-------- Records --------

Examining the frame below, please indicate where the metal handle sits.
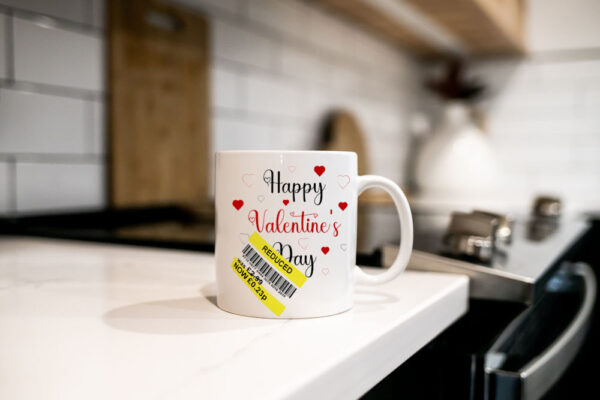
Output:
[486,263,596,400]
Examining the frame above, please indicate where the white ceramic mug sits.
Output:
[215,151,413,318]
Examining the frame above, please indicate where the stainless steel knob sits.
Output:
[444,212,498,261]
[473,210,515,244]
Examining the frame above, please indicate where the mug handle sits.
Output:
[354,175,413,284]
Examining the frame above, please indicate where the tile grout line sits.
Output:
[83,101,95,154]
[4,10,15,84]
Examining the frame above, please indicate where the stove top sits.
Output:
[382,215,589,304]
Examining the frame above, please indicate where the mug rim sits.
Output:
[215,150,356,156]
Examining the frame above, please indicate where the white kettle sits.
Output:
[415,102,500,200]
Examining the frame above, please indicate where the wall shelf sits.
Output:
[313,0,526,57]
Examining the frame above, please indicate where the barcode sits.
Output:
[242,244,296,298]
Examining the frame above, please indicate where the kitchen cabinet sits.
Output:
[315,0,526,57]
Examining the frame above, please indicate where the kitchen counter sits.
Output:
[0,237,468,400]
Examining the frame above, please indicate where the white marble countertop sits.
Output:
[0,237,468,400]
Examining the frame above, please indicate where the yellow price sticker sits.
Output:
[231,257,285,317]
[249,232,306,287]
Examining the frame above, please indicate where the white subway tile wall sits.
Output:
[0,0,106,214]
[0,89,87,154]
[13,18,104,91]
[472,54,600,210]
[16,162,104,213]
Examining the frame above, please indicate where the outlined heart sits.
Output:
[238,233,250,244]
[242,174,255,187]
[313,165,325,176]
[338,175,350,189]
[298,238,309,250]
[231,200,244,210]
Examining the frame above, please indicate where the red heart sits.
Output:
[231,200,244,210]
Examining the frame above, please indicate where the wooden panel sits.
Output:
[109,0,210,209]
[403,0,525,54]
[318,0,436,55]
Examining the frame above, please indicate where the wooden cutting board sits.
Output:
[108,0,210,209]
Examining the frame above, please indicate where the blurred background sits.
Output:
[0,0,600,216]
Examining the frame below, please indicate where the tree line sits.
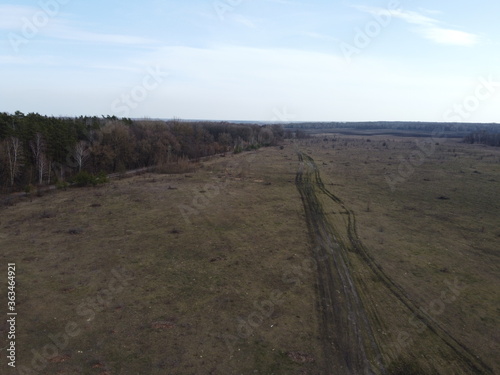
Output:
[0,111,292,192]
[464,131,500,147]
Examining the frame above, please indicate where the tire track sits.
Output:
[295,152,493,375]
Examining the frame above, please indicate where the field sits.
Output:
[0,134,500,375]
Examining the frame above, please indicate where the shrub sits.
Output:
[71,171,108,187]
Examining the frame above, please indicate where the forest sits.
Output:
[464,131,500,147]
[0,111,294,193]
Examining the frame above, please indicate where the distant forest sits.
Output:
[0,111,295,192]
[283,121,500,133]
[464,131,500,147]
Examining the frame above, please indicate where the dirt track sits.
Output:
[295,152,493,375]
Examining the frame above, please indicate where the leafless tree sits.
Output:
[73,141,90,172]
[4,137,22,186]
[30,133,50,185]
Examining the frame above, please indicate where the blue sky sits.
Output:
[0,0,500,122]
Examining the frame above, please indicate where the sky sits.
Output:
[0,0,500,123]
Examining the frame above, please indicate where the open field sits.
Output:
[0,134,500,375]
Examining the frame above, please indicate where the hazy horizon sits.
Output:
[0,0,500,123]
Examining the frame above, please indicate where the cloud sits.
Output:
[355,6,479,46]
[231,15,257,29]
[47,26,155,45]
[0,4,38,30]
[0,4,156,45]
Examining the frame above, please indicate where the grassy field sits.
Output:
[0,134,500,375]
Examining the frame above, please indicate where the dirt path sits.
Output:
[295,152,493,375]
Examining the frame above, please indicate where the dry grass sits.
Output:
[0,136,500,375]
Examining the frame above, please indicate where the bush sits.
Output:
[56,181,69,190]
[71,171,108,187]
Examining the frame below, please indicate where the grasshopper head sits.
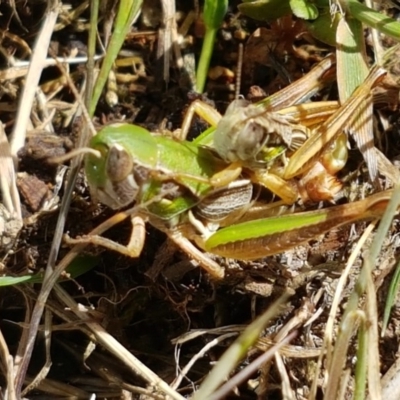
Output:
[85,143,139,209]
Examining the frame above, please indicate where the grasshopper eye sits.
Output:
[106,145,133,182]
[231,120,269,161]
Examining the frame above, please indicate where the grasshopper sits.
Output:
[72,58,391,279]
[75,120,391,279]
[184,57,385,204]
[85,124,253,277]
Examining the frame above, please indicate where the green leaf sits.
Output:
[290,0,318,20]
[203,0,228,29]
[305,11,340,47]
[382,262,400,335]
[238,0,292,21]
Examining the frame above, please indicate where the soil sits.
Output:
[0,1,400,399]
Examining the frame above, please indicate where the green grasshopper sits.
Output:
[85,124,253,277]
[188,58,385,204]
[79,124,390,279]
[74,57,390,278]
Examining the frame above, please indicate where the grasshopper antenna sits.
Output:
[235,43,243,100]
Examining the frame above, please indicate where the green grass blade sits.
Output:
[193,296,288,400]
[196,0,228,93]
[0,255,99,287]
[341,0,400,40]
[89,0,142,116]
[382,261,400,336]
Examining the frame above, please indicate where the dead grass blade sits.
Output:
[336,16,378,182]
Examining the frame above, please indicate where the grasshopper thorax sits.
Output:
[214,99,308,166]
[85,144,139,209]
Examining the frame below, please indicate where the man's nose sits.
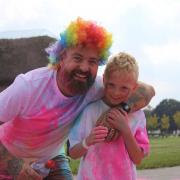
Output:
[80,61,90,72]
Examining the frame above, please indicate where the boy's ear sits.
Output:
[133,83,138,91]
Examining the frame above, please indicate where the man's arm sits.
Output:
[0,143,42,180]
[127,82,155,112]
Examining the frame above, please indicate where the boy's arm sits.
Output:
[127,82,155,112]
[69,126,108,159]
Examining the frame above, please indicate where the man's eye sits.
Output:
[74,56,81,62]
[108,84,114,88]
[89,60,98,65]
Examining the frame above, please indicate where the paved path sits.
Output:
[74,166,180,180]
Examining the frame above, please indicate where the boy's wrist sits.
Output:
[82,138,89,150]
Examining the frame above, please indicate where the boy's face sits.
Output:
[103,71,137,106]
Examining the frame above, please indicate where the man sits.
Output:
[0,18,154,180]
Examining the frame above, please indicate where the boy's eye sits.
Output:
[121,87,129,93]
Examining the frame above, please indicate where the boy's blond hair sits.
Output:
[104,52,139,80]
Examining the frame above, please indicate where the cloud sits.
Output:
[143,40,180,66]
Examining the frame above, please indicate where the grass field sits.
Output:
[70,136,180,174]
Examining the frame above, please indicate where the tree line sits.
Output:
[144,99,180,136]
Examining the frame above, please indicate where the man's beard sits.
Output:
[64,70,95,95]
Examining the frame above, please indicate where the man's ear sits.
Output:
[60,49,66,62]
[103,74,105,84]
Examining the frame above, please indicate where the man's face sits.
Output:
[103,71,136,106]
[57,47,99,96]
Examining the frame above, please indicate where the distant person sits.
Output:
[0,18,154,180]
[69,52,149,180]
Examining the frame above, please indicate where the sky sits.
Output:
[0,0,180,108]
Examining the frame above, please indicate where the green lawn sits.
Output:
[70,136,180,174]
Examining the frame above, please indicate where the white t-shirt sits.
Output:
[69,100,149,180]
[0,67,102,161]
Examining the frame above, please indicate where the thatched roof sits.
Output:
[0,36,55,91]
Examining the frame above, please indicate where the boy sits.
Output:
[69,53,149,180]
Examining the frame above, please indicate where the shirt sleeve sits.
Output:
[0,75,29,122]
[69,106,94,148]
[135,111,150,155]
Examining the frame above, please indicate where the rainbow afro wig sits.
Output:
[46,18,112,65]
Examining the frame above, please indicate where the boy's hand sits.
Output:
[107,108,129,133]
[86,126,108,146]
[15,159,43,180]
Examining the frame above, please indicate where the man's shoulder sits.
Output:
[86,76,103,102]
[22,67,54,81]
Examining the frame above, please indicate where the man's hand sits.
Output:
[127,82,155,112]
[15,161,43,180]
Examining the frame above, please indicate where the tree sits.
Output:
[151,99,180,132]
[160,114,170,136]
[147,114,158,131]
[173,111,180,134]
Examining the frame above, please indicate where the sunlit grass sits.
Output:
[70,136,180,174]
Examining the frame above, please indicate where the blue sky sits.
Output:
[0,0,180,107]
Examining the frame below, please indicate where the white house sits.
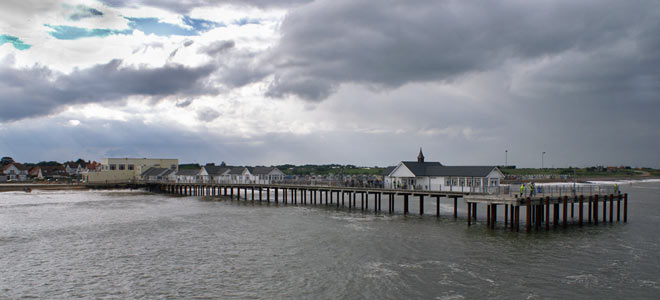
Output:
[140,167,176,182]
[176,169,202,183]
[200,164,231,183]
[384,149,504,192]
[249,167,285,184]
[0,163,29,181]
[229,167,252,183]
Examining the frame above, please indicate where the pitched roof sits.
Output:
[229,167,247,175]
[142,167,174,177]
[398,161,496,177]
[380,166,396,176]
[176,169,201,176]
[204,165,229,176]
[248,167,277,175]
[401,161,442,176]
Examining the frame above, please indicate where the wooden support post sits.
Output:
[465,202,472,227]
[403,194,408,215]
[514,205,520,232]
[610,194,614,223]
[525,198,532,232]
[486,204,490,228]
[578,195,584,227]
[594,195,598,225]
[587,196,594,224]
[490,204,497,229]
[623,193,628,223]
[419,195,424,216]
[616,194,621,222]
[603,195,607,223]
[562,196,568,228]
[545,196,550,231]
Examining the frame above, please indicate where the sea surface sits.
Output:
[0,182,660,299]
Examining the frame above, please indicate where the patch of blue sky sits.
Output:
[0,34,32,51]
[44,24,133,40]
[44,16,225,40]
[65,5,103,21]
[126,16,224,36]
[233,17,261,26]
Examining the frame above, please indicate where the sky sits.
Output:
[0,0,660,168]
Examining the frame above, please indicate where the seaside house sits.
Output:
[229,167,252,183]
[82,158,179,183]
[176,169,203,183]
[384,149,504,192]
[140,167,177,182]
[249,167,284,184]
[0,162,29,181]
[201,164,231,183]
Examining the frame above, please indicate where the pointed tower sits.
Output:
[417,147,424,163]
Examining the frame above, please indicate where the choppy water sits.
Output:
[0,183,660,299]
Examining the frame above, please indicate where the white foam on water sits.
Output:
[362,262,399,278]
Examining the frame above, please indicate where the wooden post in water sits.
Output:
[578,195,584,227]
[587,196,594,224]
[616,194,621,222]
[525,197,532,233]
[562,196,568,228]
[545,196,550,231]
[514,205,520,232]
[610,194,614,223]
[623,193,628,223]
[593,195,598,225]
[603,195,607,223]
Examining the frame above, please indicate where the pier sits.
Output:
[146,183,628,232]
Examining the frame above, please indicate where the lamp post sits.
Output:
[541,151,545,170]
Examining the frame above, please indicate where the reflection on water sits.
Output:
[0,183,660,299]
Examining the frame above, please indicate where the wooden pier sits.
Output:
[147,183,628,232]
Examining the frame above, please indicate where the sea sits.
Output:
[0,181,660,300]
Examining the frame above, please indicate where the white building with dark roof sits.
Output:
[384,149,504,192]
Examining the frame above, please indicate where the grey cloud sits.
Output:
[176,98,193,108]
[198,40,235,56]
[197,109,220,122]
[0,60,217,121]
[100,0,313,13]
[267,0,660,100]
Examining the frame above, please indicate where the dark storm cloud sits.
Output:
[0,60,217,121]
[100,0,312,13]
[267,0,660,100]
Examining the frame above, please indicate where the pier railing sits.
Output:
[485,183,619,198]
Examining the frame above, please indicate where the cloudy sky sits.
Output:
[0,0,660,167]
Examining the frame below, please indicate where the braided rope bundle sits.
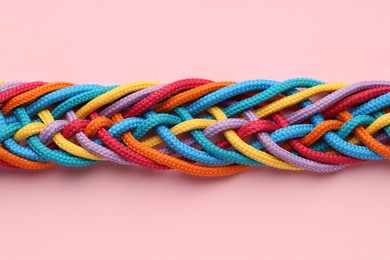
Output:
[0,78,390,176]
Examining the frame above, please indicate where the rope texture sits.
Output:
[0,78,390,176]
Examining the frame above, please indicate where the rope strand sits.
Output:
[0,78,390,176]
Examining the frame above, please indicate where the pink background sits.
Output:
[0,0,390,259]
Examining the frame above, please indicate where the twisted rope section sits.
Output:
[0,78,390,176]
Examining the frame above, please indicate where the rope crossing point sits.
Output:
[0,78,390,176]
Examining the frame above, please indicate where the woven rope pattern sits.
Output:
[0,78,390,176]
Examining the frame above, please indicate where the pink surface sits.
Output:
[0,0,390,259]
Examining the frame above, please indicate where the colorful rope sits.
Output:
[0,78,390,176]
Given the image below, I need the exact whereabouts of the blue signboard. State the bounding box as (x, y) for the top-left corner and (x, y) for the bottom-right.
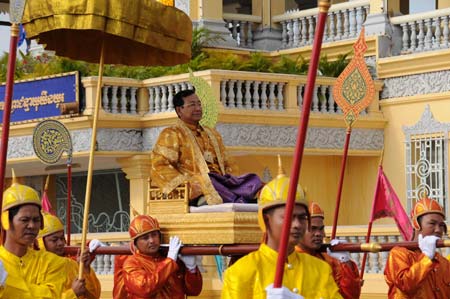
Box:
(0, 72), (78, 122)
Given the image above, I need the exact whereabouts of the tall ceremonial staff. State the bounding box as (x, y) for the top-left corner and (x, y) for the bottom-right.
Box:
(23, 0), (192, 279)
(0, 0), (25, 212)
(331, 27), (375, 239)
(33, 119), (73, 246)
(273, 0), (330, 288)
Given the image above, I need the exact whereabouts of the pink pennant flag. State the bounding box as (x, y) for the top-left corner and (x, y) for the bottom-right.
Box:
(370, 165), (413, 241)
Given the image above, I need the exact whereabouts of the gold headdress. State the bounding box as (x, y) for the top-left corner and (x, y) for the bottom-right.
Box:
(1, 170), (43, 230)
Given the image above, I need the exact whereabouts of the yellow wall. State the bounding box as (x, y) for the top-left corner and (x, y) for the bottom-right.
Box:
(381, 95), (450, 218)
(235, 155), (386, 225)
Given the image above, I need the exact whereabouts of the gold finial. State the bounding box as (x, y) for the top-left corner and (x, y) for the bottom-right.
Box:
(277, 154), (286, 178)
(44, 174), (50, 191)
(130, 204), (140, 217)
(361, 242), (382, 252)
(11, 168), (17, 185)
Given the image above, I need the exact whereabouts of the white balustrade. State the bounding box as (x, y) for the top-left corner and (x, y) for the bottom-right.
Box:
(223, 13), (262, 48)
(273, 0), (370, 48)
(390, 8), (450, 54)
(102, 84), (140, 115)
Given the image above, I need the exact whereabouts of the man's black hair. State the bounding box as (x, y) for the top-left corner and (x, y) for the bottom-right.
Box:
(173, 89), (195, 108)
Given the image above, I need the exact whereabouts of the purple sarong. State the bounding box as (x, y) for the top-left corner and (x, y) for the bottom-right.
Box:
(209, 172), (264, 203)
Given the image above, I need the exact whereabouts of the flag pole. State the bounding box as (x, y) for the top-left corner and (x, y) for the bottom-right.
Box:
(331, 27), (375, 239)
(273, 0), (330, 288)
(359, 147), (384, 280)
(331, 125), (352, 240)
(0, 0), (25, 210)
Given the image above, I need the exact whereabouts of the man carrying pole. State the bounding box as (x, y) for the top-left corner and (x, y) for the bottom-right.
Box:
(384, 197), (450, 299)
(222, 161), (342, 299)
(296, 202), (361, 299)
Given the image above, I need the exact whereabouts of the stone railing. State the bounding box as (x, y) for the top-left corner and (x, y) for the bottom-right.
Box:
(272, 0), (370, 48)
(83, 70), (381, 115)
(223, 13), (262, 48)
(391, 8), (450, 54)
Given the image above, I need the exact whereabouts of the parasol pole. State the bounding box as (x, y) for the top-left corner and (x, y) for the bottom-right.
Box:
(331, 125), (352, 240)
(0, 0), (25, 211)
(78, 40), (105, 279)
(273, 0), (330, 288)
(66, 151), (72, 246)
(331, 27), (375, 239)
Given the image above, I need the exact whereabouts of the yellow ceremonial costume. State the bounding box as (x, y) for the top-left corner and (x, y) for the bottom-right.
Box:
(222, 244), (342, 299)
(222, 165), (342, 299)
(295, 201), (362, 299)
(150, 120), (237, 204)
(0, 182), (65, 299)
(384, 198), (450, 299)
(38, 213), (101, 299)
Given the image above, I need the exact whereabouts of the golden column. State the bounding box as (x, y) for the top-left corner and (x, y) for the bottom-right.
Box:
(117, 154), (150, 219)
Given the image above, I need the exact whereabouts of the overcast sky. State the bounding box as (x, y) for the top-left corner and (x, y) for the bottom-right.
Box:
(0, 0), (435, 54)
(0, 14), (31, 54)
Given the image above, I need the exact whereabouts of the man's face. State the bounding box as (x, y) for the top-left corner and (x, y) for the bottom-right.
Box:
(176, 93), (203, 125)
(136, 231), (161, 256)
(266, 204), (308, 249)
(419, 213), (447, 238)
(300, 217), (325, 252)
(7, 204), (41, 247)
(44, 231), (66, 256)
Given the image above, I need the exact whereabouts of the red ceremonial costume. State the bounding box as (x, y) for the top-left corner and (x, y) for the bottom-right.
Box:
(384, 198), (450, 299)
(113, 215), (202, 299)
(295, 246), (361, 299)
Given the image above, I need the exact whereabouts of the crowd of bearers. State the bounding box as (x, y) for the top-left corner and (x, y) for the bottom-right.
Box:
(222, 171), (342, 299)
(37, 213), (101, 299)
(150, 89), (263, 205)
(0, 179), (66, 299)
(113, 215), (202, 299)
(296, 202), (362, 299)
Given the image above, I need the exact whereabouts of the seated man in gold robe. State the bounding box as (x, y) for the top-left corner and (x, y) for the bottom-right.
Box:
(0, 180), (66, 299)
(384, 198), (450, 299)
(38, 213), (101, 299)
(222, 168), (342, 299)
(296, 202), (361, 299)
(150, 90), (263, 205)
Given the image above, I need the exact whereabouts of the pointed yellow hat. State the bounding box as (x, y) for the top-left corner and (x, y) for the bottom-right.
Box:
(1, 170), (43, 230)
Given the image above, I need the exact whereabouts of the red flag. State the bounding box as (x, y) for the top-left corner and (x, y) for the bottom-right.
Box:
(370, 165), (413, 241)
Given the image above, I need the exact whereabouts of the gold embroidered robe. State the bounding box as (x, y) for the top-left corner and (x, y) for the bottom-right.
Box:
(0, 246), (67, 299)
(222, 244), (342, 299)
(384, 247), (450, 299)
(150, 120), (237, 204)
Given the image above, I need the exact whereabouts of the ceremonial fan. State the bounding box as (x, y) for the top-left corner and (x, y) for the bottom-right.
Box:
(23, 0), (192, 278)
(33, 119), (72, 246)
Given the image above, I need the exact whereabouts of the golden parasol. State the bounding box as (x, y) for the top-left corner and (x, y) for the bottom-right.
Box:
(22, 0), (192, 279)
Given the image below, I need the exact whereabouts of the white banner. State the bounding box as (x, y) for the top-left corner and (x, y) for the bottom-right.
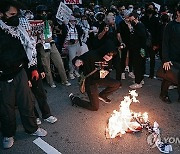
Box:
(64, 0), (82, 4)
(56, 2), (72, 21)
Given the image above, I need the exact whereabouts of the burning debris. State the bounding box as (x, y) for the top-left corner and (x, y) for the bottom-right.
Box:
(106, 90), (172, 153)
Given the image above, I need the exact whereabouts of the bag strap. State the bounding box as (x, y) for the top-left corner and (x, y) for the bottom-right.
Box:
(85, 68), (98, 78)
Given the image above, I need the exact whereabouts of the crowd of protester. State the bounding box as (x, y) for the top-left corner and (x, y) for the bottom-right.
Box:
(0, 0), (180, 148)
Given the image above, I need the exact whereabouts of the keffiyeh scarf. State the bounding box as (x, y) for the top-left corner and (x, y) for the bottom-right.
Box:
(0, 20), (37, 67)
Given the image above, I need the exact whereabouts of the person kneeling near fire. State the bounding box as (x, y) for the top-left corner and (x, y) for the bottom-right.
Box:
(69, 41), (121, 111)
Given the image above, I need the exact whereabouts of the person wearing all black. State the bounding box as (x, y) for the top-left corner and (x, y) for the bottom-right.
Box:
(118, 10), (132, 79)
(30, 50), (57, 124)
(69, 41), (121, 111)
(158, 13), (170, 61)
(0, 1), (47, 148)
(140, 3), (159, 79)
(98, 15), (124, 81)
(129, 13), (146, 89)
(160, 6), (180, 103)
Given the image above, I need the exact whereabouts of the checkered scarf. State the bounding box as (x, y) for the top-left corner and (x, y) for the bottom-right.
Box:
(0, 20), (37, 67)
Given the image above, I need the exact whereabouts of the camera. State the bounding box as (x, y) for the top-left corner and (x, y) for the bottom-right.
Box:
(69, 39), (75, 44)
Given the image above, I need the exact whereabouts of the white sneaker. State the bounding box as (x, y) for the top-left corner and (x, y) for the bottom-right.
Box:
(62, 81), (71, 87)
(129, 83), (142, 89)
(74, 71), (80, 78)
(121, 73), (126, 80)
(129, 72), (135, 79)
(36, 118), (41, 125)
(169, 85), (177, 90)
(31, 128), (47, 137)
(141, 80), (144, 85)
(69, 73), (75, 80)
(125, 66), (129, 72)
(50, 83), (56, 88)
(133, 80), (144, 85)
(44, 116), (57, 124)
(3, 137), (14, 149)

--------

## Problem to work on:
Copy out word for word the material above, from the line containing "Examining the frame above, please indicate where the boy sits." up to and including the line containing "[15,159,43,180]".

## Response for this exercise:
Examining the frame above, please indicate where the boy sits.
Output:
[69,53,149,180]
Examining the frame above, please indicate where the shirt sleeve sits.
Output:
[0,75,29,122]
[69,106,94,148]
[135,111,150,155]
Examining the frame above, please indicate where the rainbow afro wig sits.
Output:
[46,18,112,65]
Examining the frame above, please indicate where the boy's hand sits.
Output:
[107,108,129,133]
[86,126,108,146]
[15,159,43,180]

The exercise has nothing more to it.